**Directions for this task**
Render the lines below as a JSON list of strings with one string per line, omitting blank lines.

**Dataset records**
####################
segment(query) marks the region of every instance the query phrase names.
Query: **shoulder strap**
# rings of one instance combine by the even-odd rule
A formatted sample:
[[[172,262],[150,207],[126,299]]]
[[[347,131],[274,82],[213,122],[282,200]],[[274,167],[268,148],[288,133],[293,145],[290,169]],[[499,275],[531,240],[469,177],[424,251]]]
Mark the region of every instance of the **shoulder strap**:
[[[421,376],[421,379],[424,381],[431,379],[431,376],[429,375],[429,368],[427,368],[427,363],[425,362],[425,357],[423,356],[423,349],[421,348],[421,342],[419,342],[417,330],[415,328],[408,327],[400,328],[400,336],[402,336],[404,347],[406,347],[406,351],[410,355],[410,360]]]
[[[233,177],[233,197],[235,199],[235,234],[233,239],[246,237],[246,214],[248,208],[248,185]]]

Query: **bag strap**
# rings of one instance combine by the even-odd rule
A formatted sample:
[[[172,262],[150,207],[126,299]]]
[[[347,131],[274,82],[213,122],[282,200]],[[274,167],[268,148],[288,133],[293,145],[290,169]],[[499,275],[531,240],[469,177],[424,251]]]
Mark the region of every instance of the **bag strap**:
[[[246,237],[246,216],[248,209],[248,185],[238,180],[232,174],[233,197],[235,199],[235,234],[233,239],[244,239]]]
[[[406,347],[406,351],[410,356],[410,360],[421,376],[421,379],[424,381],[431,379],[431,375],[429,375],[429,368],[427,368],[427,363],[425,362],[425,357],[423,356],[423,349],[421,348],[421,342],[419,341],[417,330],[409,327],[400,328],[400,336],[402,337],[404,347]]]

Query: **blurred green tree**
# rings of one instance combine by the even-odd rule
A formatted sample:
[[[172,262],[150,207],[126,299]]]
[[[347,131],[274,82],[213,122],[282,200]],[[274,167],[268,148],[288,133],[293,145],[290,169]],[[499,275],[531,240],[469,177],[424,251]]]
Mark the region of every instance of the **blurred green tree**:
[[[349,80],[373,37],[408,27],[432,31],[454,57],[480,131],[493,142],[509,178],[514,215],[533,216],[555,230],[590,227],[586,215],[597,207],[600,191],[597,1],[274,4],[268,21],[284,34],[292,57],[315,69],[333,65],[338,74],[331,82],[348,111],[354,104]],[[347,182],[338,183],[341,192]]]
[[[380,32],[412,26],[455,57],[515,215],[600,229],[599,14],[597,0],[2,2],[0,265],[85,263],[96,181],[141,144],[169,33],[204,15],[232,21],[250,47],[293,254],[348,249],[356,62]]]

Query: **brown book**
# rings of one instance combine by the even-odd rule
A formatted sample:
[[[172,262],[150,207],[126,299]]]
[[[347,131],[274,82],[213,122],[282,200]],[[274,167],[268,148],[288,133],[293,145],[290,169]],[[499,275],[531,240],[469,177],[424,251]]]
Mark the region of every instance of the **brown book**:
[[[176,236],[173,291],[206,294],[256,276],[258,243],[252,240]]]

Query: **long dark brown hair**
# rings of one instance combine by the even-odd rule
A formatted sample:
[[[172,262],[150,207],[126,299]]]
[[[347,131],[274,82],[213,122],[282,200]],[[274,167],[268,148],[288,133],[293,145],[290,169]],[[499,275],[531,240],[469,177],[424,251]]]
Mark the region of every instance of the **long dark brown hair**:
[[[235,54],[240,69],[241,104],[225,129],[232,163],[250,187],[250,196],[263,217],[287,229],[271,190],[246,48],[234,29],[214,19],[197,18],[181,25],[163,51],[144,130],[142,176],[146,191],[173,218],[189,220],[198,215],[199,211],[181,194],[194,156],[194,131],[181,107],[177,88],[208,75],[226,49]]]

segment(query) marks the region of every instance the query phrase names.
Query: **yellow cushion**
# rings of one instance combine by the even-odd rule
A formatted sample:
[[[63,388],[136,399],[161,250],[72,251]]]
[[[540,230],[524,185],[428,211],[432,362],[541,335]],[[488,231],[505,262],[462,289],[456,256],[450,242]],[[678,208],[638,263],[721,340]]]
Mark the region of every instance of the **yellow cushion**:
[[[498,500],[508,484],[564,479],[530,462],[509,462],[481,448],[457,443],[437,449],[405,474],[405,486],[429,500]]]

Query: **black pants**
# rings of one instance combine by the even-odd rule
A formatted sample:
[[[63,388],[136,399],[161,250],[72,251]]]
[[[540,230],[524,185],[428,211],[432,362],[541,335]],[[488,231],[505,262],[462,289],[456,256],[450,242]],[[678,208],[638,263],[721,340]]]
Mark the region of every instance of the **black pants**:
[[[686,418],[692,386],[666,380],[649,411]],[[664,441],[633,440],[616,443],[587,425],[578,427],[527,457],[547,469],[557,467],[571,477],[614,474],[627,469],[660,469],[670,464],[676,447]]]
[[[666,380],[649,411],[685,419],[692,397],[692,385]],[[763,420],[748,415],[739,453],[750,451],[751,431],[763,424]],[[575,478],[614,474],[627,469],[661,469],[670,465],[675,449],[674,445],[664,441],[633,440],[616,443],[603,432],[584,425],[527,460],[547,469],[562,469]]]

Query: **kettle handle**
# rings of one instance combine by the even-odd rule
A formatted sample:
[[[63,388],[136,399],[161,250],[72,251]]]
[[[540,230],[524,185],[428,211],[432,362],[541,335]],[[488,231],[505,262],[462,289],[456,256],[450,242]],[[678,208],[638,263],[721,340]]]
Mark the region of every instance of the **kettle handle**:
####################
**Response**
[
  "segment(query) marks the region of every instance the query phrase names.",
  "Query: **shoulder strap**",
  "# rings of one instance combine by the even-odd rule",
  "A formatted sample:",
  "[[[172,262],[150,207],[126,299]]]",
  "[[[347,131],[274,82],[213,122],[282,200]],[[274,167],[268,148],[288,133],[293,145],[290,169]],[[499,275],[531,240],[469,177],[424,251]]]",
  "Mark the region of every instance of the **shoulder strap**:",
  "[[[421,376],[421,379],[424,381],[431,379],[431,376],[429,375],[429,368],[427,368],[427,363],[425,362],[425,357],[423,356],[423,349],[421,348],[421,342],[419,342],[417,330],[415,328],[408,327],[400,328],[400,336],[402,336],[404,347],[406,347],[406,351],[410,355],[410,360]]]",
  "[[[233,177],[233,197],[235,199],[235,234],[233,239],[246,237],[246,214],[248,208],[248,185]]]",
  "Query: **bag strap**",
  "# rings of one instance combine by the even-odd rule",
  "A formatted sample:",
  "[[[172,262],[150,207],[126,299]]]",
  "[[[347,131],[274,82],[213,122],[282,200]],[[274,167],[268,148],[288,133],[293,145],[290,169]],[[499,275],[531,240],[469,177],[424,251]]]",
  "Mark the region of every instance of the **bag strap**:",
  "[[[246,237],[246,216],[248,209],[248,185],[238,180],[232,174],[233,197],[235,199],[235,234],[233,239],[244,239]]]",
  "[[[406,347],[406,351],[410,356],[410,360],[421,376],[421,379],[424,381],[431,379],[431,375],[429,375],[429,368],[427,368],[427,363],[425,362],[425,357],[423,356],[423,349],[421,348],[421,342],[419,341],[417,330],[409,327],[400,328],[400,336],[402,337],[404,347]]]",
  "Query: **blurred green tree**",
  "# rings of one instance combine by the even-odd rule",
  "A formatted sample:",
  "[[[172,262],[150,207],[126,299]]]",
  "[[[347,131],[274,82],[213,122],[282,200]],[[274,167],[268,148],[288,133],[293,145],[290,169]],[[499,275],[531,240],[469,177],[424,251]]]",
  "Mark the region of every instance of the **blurred green tree**:",
  "[[[349,80],[373,37],[408,27],[432,31],[454,57],[480,131],[493,142],[509,178],[514,215],[533,216],[555,230],[590,227],[586,215],[597,207],[600,191],[597,1],[274,4],[268,21],[284,34],[292,57],[315,69],[333,65],[338,74],[331,82],[348,111],[354,104]],[[347,182],[338,183],[341,192]]]",
  "[[[380,32],[412,26],[455,57],[515,215],[600,229],[599,14],[597,0],[2,2],[0,265],[85,263],[96,181],[141,144],[169,33],[204,15],[232,21],[250,47],[293,254],[348,249],[356,62]]]",
  "Query: **brown book**",
  "# rings of one instance combine by the even-odd rule",
  "A formatted sample:",
  "[[[172,262],[150,207],[126,299]]]",
  "[[[347,131],[274,82],[213,122],[282,200]],[[274,167],[268,148],[288,133],[293,145],[290,169]],[[499,275],[531,240],[469,177],[424,251]]]",
  "Mark the region of every instance of the **brown book**:",
  "[[[176,236],[173,291],[206,294],[256,276],[258,243],[252,240]]]",
  "Query: **long dark brown hair**",
  "# rings of one instance combine by the even-odd rule",
  "A formatted sample:",
  "[[[172,262],[150,207],[126,299]]]",
  "[[[347,131],[274,82],[213,122],[282,200]],[[274,167],[268,148],[288,133],[293,145],[290,169]],[[499,275],[531,240],[469,177],[424,251]]]",
  "Mark the region of every instance of the **long dark brown hair**:",
  "[[[235,54],[240,69],[241,104],[225,129],[232,163],[250,187],[250,196],[263,217],[287,229],[271,190],[246,48],[234,29],[214,19],[197,18],[181,25],[163,51],[144,130],[142,176],[146,191],[173,218],[189,220],[198,215],[199,211],[181,194],[194,156],[194,131],[181,107],[177,88],[208,75],[226,49]]]",
  "segment(query) marks the region of every instance the query phrase names.",
  "Query: **yellow cushion**",
  "# rings of one instance combine by the even-odd rule",
  "A formatted sample:",
  "[[[63,388],[136,399],[161,250],[72,251]]]",
  "[[[540,230],[524,185],[428,211],[432,362],[541,335]],[[488,231],[505,262],[462,289],[456,256],[450,242]],[[678,208],[638,263],[721,340]]]",
  "Mark the region of every instance of the **yellow cushion**:",
  "[[[498,500],[508,484],[564,479],[530,462],[509,462],[481,448],[457,443],[437,449],[405,474],[405,486],[429,500]]]",
  "Query: **black pants**",
  "# rings of one instance combine by the even-odd rule",
  "A formatted sample:",
  "[[[63,388],[136,399],[161,250],[72,251]]]",
  "[[[540,230],[524,185],[428,211],[432,362],[541,335]],[[488,231],[505,262],[462,289],[456,256],[450,242]],[[678,208],[638,263],[721,340]]]",
  "Mark the region of every instance of the **black pants**:",
  "[[[686,418],[692,386],[666,380],[649,411]],[[664,441],[633,440],[616,443],[587,425],[578,427],[527,457],[547,469],[557,467],[571,477],[614,474],[627,469],[660,469],[670,464],[676,447]]]",
  "[[[666,380],[649,411],[685,419],[692,397],[692,385]],[[763,420],[748,415],[739,453],[750,451],[751,431],[763,424]],[[575,478],[614,474],[627,469],[661,469],[670,465],[675,449],[674,445],[664,441],[633,440],[616,443],[603,432],[584,425],[527,460],[547,469],[562,469]]]",
  "Query: **kettle handle**",
  "# rings of one instance combine by the even-odd rule",
  "A formatted sample:",
  "[[[63,388],[136,399],[161,250],[72,251]]]",
  "[[[540,230],[524,185],[428,211],[432,362],[541,335]],[[488,231],[505,262],[462,289],[456,256],[450,242]],[[678,208],[638,263],[721,340]]]",
  "Mark the region of every instance of the **kettle handle**:"
]